(What the exercise asks): Every record should be written out exactly, with the pictures left out.

(Source information):
*-*-*
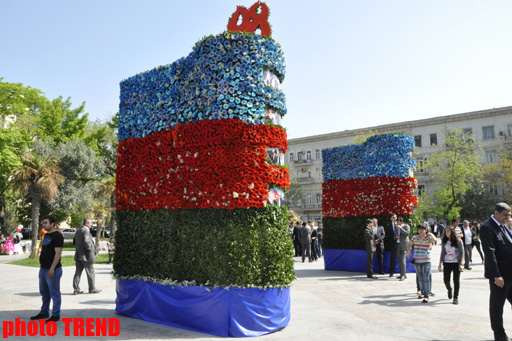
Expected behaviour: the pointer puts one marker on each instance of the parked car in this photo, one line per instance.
(69, 233)
(26, 232)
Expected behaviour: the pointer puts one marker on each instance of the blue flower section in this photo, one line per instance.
(379, 156)
(221, 78)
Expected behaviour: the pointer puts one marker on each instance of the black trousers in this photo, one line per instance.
(448, 269)
(496, 302)
(380, 258)
(369, 263)
(392, 262)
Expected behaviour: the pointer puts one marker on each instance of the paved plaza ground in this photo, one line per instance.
(325, 305)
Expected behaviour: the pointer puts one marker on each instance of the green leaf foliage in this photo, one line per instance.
(240, 247)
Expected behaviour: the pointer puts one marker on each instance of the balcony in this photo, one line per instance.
(302, 162)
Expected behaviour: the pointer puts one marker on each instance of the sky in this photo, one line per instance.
(350, 64)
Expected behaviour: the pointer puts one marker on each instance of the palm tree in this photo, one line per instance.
(40, 177)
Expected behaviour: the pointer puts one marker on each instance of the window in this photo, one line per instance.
(433, 139)
(488, 132)
(491, 156)
(467, 131)
(417, 141)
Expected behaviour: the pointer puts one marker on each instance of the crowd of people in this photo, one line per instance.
(307, 240)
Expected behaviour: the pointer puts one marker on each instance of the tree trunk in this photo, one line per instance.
(36, 203)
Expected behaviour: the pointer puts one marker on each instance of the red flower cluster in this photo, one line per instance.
(210, 163)
(370, 196)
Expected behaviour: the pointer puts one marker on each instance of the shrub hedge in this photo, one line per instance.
(243, 247)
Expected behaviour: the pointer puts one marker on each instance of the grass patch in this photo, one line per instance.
(64, 260)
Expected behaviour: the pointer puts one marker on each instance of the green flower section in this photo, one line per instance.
(243, 247)
(348, 233)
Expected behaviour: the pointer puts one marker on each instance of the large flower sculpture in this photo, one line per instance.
(200, 178)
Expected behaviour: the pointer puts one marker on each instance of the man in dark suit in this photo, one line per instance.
(391, 227)
(497, 245)
(84, 257)
(369, 236)
(379, 240)
(402, 240)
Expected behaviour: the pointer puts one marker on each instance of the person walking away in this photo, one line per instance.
(476, 240)
(370, 246)
(422, 246)
(305, 241)
(467, 237)
(50, 272)
(319, 231)
(402, 240)
(84, 258)
(497, 247)
(380, 234)
(391, 231)
(451, 261)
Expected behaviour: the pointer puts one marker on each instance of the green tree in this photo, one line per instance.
(40, 177)
(454, 170)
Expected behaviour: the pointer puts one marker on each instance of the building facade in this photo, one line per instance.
(491, 128)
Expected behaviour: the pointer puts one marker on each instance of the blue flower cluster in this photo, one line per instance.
(379, 156)
(221, 78)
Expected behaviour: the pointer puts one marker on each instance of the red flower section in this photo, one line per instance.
(370, 196)
(210, 163)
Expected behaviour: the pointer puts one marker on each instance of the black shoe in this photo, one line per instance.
(53, 319)
(39, 317)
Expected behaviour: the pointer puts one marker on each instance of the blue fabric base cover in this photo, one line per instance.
(235, 312)
(355, 260)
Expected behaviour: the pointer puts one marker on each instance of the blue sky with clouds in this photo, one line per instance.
(350, 64)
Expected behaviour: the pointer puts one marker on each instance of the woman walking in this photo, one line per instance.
(422, 243)
(452, 259)
(476, 240)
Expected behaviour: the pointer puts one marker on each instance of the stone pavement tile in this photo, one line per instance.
(325, 305)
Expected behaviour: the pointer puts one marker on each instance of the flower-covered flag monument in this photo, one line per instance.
(203, 242)
(362, 181)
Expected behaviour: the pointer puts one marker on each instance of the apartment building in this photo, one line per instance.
(491, 128)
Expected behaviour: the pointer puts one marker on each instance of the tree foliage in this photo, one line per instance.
(454, 170)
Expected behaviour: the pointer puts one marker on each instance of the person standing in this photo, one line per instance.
(379, 241)
(84, 258)
(305, 241)
(497, 246)
(467, 237)
(370, 246)
(319, 231)
(451, 260)
(391, 231)
(50, 272)
(402, 240)
(422, 244)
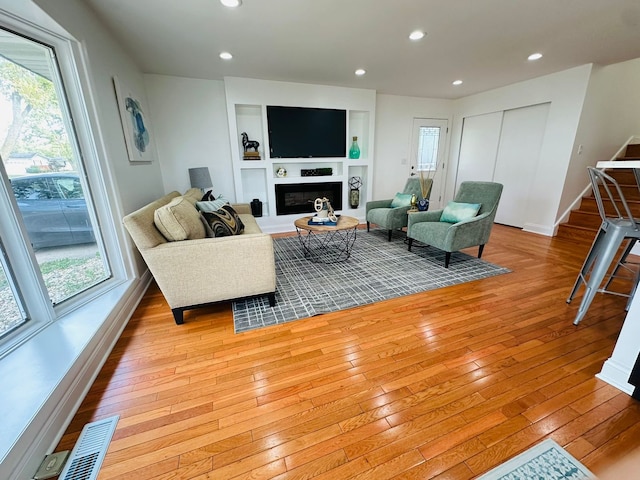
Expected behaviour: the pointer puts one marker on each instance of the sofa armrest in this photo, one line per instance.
(194, 272)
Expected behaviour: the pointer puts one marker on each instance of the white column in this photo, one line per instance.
(617, 368)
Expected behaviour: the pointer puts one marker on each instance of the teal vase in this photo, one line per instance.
(354, 151)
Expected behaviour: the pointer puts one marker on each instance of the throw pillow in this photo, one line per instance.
(179, 220)
(208, 196)
(224, 222)
(193, 195)
(456, 212)
(208, 233)
(211, 206)
(401, 200)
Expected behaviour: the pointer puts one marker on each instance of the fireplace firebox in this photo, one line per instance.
(299, 197)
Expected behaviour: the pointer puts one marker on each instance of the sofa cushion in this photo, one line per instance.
(179, 220)
(224, 222)
(456, 212)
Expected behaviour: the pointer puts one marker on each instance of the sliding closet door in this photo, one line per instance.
(478, 147)
(517, 161)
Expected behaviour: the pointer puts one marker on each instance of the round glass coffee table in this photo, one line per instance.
(327, 243)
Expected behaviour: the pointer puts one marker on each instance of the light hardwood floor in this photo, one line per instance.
(445, 384)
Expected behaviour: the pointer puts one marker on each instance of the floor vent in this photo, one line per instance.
(87, 455)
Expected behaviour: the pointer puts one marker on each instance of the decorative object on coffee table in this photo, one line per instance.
(250, 144)
(354, 191)
(325, 211)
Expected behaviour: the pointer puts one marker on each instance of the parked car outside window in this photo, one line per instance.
(54, 209)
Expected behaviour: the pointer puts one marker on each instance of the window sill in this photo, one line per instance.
(46, 378)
*-*-*
(Response area):
Expected behaviour: the pointer puts one marker on each instance of the parked car in this photo, one line per instance.
(69, 233)
(26, 232)
Expected behaviour: the pointer puts one marker on each instance of the blue flower section in this photo, one line per instance.
(379, 156)
(221, 78)
Expected behaviour: the pointer puts one marker on each instance of the black trousers in this photo, one line per instance.
(448, 269)
(496, 302)
(380, 258)
(369, 263)
(392, 262)
Expected behaviour: the pointer puts one marker on each instance of the paved plaza ground in this photo, one line per instance.
(325, 305)
Expected behaviour: the pointer puts one marker on each instance of the green leaf foliage in this photo, one line per instance.
(240, 247)
Expected behaviour: the pointer puts one marker on each instance of the balcony in this photo, one line per instance.
(302, 162)
Expected behaviour: the pointer puts one marker on each instance of the sky in this photo, one line per instance.
(350, 64)
Expected behaviour: the pointer puts one marker on each instance of the palm tree in this photo, one line per instance.
(40, 177)
Expected behaviour: the pointer puts one marker on each instance of the window in this photo, one line per instance.
(433, 139)
(488, 132)
(491, 156)
(467, 131)
(417, 141)
Expected behaviour: the pointer puts one marker on each instance of the crowd of people in this photo, one line per instance.
(307, 240)
Expected behaviour: the pointer puts one marker on each instance of the tree trunk in this photo, one line per instance.
(36, 203)
Expected behaviour: the pointer puts one marker on each instance of the red flower cluster in this photo, one line per instance.
(210, 163)
(370, 196)
Expected behaviour: the pointer puts one marker on each instance of the shrub hedge in this photo, one line per instance.
(243, 247)
Expected behaviour: the pointer puts one marker on each instance of the grass patch in this photo, one line per instance.
(64, 260)
Expected behaviour: the pointer puts one marker on each instance of the green flower section in this photo, one line per instance.
(243, 247)
(348, 233)
Expected behaviour: the pointer puts one marker on each instance of the large flower sculpture in this photo, one line per instance.
(200, 178)
Expected behaviour: the pointer puts one marker on each instance of the man in dark suit in this photo, one line per instance.
(391, 227)
(497, 245)
(84, 257)
(369, 236)
(379, 240)
(402, 240)
Expected behaviour: the pointer puts one marker on each instance of the person walking away in this photo, one line per instance.
(476, 240)
(370, 246)
(422, 246)
(305, 241)
(467, 237)
(50, 272)
(319, 231)
(402, 240)
(84, 258)
(497, 247)
(380, 234)
(391, 231)
(451, 261)
Expected behaviour: the pointer puts one marker on each instance of the green tree in this photo, one line per instance.
(40, 177)
(454, 170)
Expected behaviour: the pointer puts one marker on each instance of the building facade in this photo, one line per instance.
(491, 128)
Expected behaviour: the pointer puts one marker on each instance of the blue flower cluster in this photo, one line per instance.
(379, 156)
(221, 78)
Expected behaviour: the pointer puts one marker on each instance of the red flower section in this photo, one line per instance.
(370, 196)
(210, 163)
Expected behaviour: the pointer puts one marker on each instance of the black shoe in this photo, one line per instance.
(53, 319)
(39, 317)
Expected behaviour: the pointer puts one marker on each instance of the blue fabric base cover in this photo, one line per instance.
(235, 312)
(355, 260)
Expected behaviour: the pointer puts one marker on each instance of the blue sky with clouds in this photo, one line per instance.
(350, 64)
Expected behaviour: the pointer puts one marker on each instance of the woman walking in this photo, one line per instance.
(422, 243)
(452, 259)
(476, 240)
Expected behaviour: the pointer puts one marker on each instance of the stone pavement tile in this photo, one line per instance.
(325, 305)
Expected behaviour: the pointer puts one marker on each instance of the flower-covered flag monument in this photo, one line per instance.
(203, 242)
(362, 181)
Expected behaviour: the pointer puts one marker on each instance of the apartment building in this photo, one line per instance.
(491, 128)
Expected behaviour: the pointer puts one marker on each instance of the tree foliage in this photo, one line per instance.
(454, 170)
Expected behaviour: the pointer puts one marker on each instance of the person standing in this photo, one line per instance.
(379, 241)
(84, 258)
(305, 241)
(497, 246)
(467, 237)
(370, 246)
(319, 231)
(451, 260)
(391, 231)
(50, 272)
(402, 240)
(422, 244)
Expected behaviour: the pointer puts one marker on each instance of the sofa armrest in this photo, one line per instance.
(194, 272)
Expected behaviour: the pointer puts one marker on each instance of the white column in this photo, one line per instance.
(617, 368)
Expected behaviour: the pointer puts one marker on each instance of the teal vase in this photo, one line per instance.
(354, 151)
Expected behaviour: the pointer puts one marker on each instance of the throw pillow in this photo, one line per instance.
(179, 220)
(208, 196)
(224, 222)
(193, 195)
(456, 212)
(208, 233)
(211, 206)
(401, 200)
Expected behaviour: the pointer puts one marker on each instance of the fireplace firebox in this photo, one line per instance.
(299, 197)
Expected behaviour: the pointer puts one marker on each instance of the sofa cushion in this photo, one line per instance.
(179, 220)
(224, 222)
(456, 212)
Expected behaviour: the pointer puts one marker on each instance of the sliding closet door in this photo, one line per instance.
(478, 147)
(517, 161)
Expected behaviour: the pointer puts one marker on each instance of the round glass coffee table in this photo, one line per instance.
(327, 243)
Expected behaviour: the pointer puts one marker on each instance of the light hardwood floor in this photo, one line per instance.
(445, 384)
Expected behaviour: the pointer puts one marker on each instance of the floor vent in this photo, one line per instance.
(87, 455)
Expected behaviour: the pointer puts one marker on each instance of the decorative object on coffee table in this photo, one line per instance.
(250, 144)
(354, 191)
(325, 211)
Expected behaviour: the pointer puts one marker on each instance of the parked car outside window in this photo, one line per instance.
(54, 209)
Expected behaviour: the pointer puts one marker on each instance of the window sill in this photo, one line per instance.
(46, 378)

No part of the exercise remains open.